→ **Passage to read**
>PgDog is a sharder, connection pooler and load balancer for PostgreSQL. Written in Rust, PgDog is fast, reliable and scales databases horizontally without requiring changes to application code.
Still trying to figure out how this works technically, is the performance gain really just re-write in rust?
I tried out PgDog a while ago, but couldn't find a good way of handling the config except for having this users / pgdog toml file, which makes it a bit awkward to handle in kubernetes where we often do multi-tenancy in postgres - or rather having many databases on the same instance(s), and have them come and go at will.
Also had an issue with it because it cached authentication requests when doing passthrough it seems, I'd changed the roles password, but it kept using the old one, which was no bueno ;).
PgDog seems to make more sense when you really care about a few databases that need massive scale, rather than a simple proxy in front of postgres. I'll keep following the development though, it is much needed in this space, postgres can use all the investment it can get to get it past the single machine scale that it excels at currently.
It’s surprising they don’t mention advantages over other sharding systems like Citus. Maybe it’s just the fact that it’s only a proxy and not core extensions? But that could limit capabilities.
Wrt. the pooler, how do you compare with pgbouncer?
I'm interested because I have a postgres instance, low-traffic but still like ... tens of r(eads)ps. I was not running anything close to the machine limits but still added pgbouncer to improve performance and didn't see a noticeable difference. I was stress-testing the machine obv., I'm not talking about the 10 rps, lol.
For context, my numbers were something like 10k rps +/- 1k vanilla postgres and like 9k rps +/- 1k with pgbouncer in front of it. So ... slightly slower but big error bars so I wouldn't say for sure. I ended up not using pgbouncer as the benefit was immaterial.
Also yeah, in case you want to check it out, it's the db that backs this project: https://httpstate.com.
i am not using any tool like pgbouncer and have not run into any issues so far. Is it even required these days? Have you guys tested your setup without these connection poolers/multiplexers?
Suggestion: have more than just helm and Docker in your quickstart documentation. I'd like to try this out just to see what it can do, but not quite enough to fire up one of those systems for it.
the reason mongo is a joy to use in scaled env is because no additional setup/software needed and all drivers natively support secondary/primary writes/reads and topological changes. so it's end to end, and adding is as a new proxy in frontend of postgres leads to all clients being incompatible or the code itself has no control anymore about when to use a secondary and what allowed stall is acceptable for a particular query. Any solutions to this by pgdog?
once mongo rewrote their engine - it's performant, scales & easy to run. seems a lot of devs got burnt by the early issues don't consider it all together.
its probably the easiest database to run at scale. run & forget. you just have to do a little more work on the data modeling part before you write your application i.e consider your query patterns.

→ **Dataset records**

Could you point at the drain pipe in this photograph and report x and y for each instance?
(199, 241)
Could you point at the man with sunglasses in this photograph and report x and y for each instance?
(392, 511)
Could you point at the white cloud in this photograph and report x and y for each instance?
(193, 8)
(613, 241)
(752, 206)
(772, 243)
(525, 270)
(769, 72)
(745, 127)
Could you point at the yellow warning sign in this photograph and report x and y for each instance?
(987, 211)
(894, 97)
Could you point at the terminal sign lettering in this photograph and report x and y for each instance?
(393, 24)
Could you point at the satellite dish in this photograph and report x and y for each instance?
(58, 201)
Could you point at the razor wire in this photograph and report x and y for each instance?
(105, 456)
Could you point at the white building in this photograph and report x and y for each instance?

→ **Do this**
Quote the PgDog discussion word for word, starting at the words "once mongo rewrote" and stopping after "your query patterns.".

→ **Solution to this problem**
once mongo rewrote their engine - it's performant, scales & easy to run. seems a lot of devs got burnt by the early issues don't consider it all together.
its probably the easiest database to run at scale. run & forget. you just have to do a little more work on the data modeling part before you write your application i.e consider your query patterns.